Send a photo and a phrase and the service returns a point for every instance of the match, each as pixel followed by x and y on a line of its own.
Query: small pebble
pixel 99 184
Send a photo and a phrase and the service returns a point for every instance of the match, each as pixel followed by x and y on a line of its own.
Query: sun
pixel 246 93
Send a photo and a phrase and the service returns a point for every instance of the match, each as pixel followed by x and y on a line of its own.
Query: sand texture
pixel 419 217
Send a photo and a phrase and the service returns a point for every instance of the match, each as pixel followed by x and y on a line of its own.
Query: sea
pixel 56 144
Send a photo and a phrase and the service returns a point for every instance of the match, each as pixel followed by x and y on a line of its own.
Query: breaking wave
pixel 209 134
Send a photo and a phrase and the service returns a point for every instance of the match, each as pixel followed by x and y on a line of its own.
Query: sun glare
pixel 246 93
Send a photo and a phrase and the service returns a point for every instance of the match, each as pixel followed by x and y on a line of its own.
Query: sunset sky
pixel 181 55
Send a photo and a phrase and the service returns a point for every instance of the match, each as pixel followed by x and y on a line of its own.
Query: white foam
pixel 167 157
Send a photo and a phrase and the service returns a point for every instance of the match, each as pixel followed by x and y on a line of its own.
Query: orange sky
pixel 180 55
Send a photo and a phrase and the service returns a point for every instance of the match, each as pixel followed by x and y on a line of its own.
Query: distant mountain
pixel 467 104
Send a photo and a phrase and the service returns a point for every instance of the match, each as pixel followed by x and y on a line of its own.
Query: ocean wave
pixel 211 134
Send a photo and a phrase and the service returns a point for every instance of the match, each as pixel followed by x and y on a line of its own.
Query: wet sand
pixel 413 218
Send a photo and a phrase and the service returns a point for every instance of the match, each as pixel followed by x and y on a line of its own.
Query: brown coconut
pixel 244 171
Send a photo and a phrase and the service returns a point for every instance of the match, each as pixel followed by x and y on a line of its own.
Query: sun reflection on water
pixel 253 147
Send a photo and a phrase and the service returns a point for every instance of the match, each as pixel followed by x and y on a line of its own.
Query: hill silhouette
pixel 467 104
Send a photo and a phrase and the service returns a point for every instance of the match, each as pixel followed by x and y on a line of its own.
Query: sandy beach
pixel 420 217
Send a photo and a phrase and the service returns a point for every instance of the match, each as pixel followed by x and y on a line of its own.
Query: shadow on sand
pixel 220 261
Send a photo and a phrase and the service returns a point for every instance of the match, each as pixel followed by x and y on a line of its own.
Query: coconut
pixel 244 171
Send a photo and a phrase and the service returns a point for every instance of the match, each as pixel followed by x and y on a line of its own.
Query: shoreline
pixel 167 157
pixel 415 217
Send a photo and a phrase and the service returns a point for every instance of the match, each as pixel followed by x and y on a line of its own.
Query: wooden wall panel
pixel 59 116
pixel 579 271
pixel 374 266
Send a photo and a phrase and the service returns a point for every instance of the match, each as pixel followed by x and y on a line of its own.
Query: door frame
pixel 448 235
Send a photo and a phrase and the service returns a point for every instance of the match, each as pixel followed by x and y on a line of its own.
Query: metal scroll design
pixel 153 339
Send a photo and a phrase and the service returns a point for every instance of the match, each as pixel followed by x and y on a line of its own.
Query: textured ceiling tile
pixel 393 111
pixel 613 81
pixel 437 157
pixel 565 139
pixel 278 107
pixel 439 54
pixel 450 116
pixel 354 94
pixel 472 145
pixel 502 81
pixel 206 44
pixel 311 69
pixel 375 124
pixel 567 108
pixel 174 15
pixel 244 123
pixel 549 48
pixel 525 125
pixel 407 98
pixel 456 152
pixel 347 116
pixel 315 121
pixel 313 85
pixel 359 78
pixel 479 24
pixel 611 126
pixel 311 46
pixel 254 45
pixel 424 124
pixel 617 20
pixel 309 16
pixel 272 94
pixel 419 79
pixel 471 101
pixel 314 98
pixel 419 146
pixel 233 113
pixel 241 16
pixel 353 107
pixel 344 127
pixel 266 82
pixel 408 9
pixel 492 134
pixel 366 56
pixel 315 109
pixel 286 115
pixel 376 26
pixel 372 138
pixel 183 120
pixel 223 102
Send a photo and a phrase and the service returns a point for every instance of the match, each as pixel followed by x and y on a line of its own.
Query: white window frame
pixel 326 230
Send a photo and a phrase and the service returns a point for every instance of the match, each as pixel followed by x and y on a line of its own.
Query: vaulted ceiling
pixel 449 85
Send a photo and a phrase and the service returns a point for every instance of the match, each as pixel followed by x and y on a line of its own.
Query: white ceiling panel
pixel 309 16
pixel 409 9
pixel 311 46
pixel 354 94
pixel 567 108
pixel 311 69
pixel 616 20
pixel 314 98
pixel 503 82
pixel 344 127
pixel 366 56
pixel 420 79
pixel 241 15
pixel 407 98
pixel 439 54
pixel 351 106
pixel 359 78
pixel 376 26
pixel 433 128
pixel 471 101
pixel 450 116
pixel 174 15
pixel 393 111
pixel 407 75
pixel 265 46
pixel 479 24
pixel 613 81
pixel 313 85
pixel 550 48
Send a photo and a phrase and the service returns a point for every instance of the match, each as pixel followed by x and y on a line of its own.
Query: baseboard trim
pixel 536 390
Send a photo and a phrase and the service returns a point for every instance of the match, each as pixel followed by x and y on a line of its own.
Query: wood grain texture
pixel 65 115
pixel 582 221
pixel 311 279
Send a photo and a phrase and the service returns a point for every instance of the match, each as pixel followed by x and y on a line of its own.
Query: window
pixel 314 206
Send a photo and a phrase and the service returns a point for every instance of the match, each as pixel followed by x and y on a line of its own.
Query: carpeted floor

*****

Exercise description
Show every line of the rows above that contains the string "window", matching case exactly.

Result of the task
Query: white window frame
Query: window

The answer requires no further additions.